──────── Provided text
Difference between revisions of "Gx mipi i2c.sh user guide"

gx_mipi_i2c.sh Shell scripts usage

1 Overview

The gx_mipi_i2c.sh script is a tool set for configuring GX MIPI series cameras through the I2C.

This script is essentially an access to registers. For registers, please refer to GX Series MIPI Camera Register Map.

2 Download

We provide download links for gx_mipi_i2c.sh for different embedded platforms.

Generally, these links can be found in the respective platform's GitHub repository.

Below is the list:

3 Prepare

cd gx_tools_rpi/sources/

./make.sh

cd ..

chmod +x *

4 gx_mipi_i2c.sh USAGE

$ ./gx_mipi_i2c.sh

Usage:  ./gx_mipi_i2c.sh [-r/w]  [function name] [param1] [param2 ] [param3] [param4] -b bus

options:

    -r                       read

    -w                       write

    [function name]       function name

    [param1]                        param1 of each function

    [param1]                        param2 of each function

    [param3]                        param3 of each function

    [param4]                        param4 of each function

    -b [i2c bus num]               i2c bus number

    -d [i2c addr]                  i2c addr if not default 0x3b

Please open this srcipt and read the COMMENT on top for support functions and samples

5 i2c bus number on different board

Please refer to the following article to determine which -b parameter you need to use.
────────────────
──────── Records
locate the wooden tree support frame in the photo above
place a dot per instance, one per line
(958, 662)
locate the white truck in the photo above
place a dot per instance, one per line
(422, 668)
────────────────
_Directions_. Please return the full gx_mipi_i2c.sh user guide, word for word, with nothing left out or changed.

_Solved exercise_.
Difference between revisions of "Gx mipi i2c.sh user guide"

gx_mipi_i2c.sh Shell scripts usage

1 Overview

The gx_mipi_i2c.sh script is a tool set for configuring GX MIPI series cameras through the I2C.

This script is essentially an access to registers. For registers, please refer to GX Series MIPI Camera Register Map.

2 Download

We provide download links for gx_mipi_i2c.sh for different embedded platforms.

Generally, these links can be found in the respective platform's GitHub repository.

Below is the list:

3 Prepare

cd gx_tools_rpi/sources/

./make.sh

cd ..

chmod +x *

4 gx_mipi_i2c.sh USAGE

$ ./gx_mipi_i2c.sh

Usage:  ./gx_mipi_i2c.sh [-r/w]  [function name] [param1] [param2 ] [param3] [param4] -b bus

options:

    -r                       read

    -w                       write

    [function name]       function name

    [param1]                        param1 of each function

    [param1]                        param2 of each function

    [param3]                        param3 of each function

    [param4]                        param4 of each function

    -b [i2c bus num]               i2c bus number

    -d [i2c addr]                  i2c addr if not default 0x3b

Please open this srcipt and read the COMMENT on top for support functions and samples

5 i2c bus number on different board

Please refer to the following article to determine which -b parameter you need to use.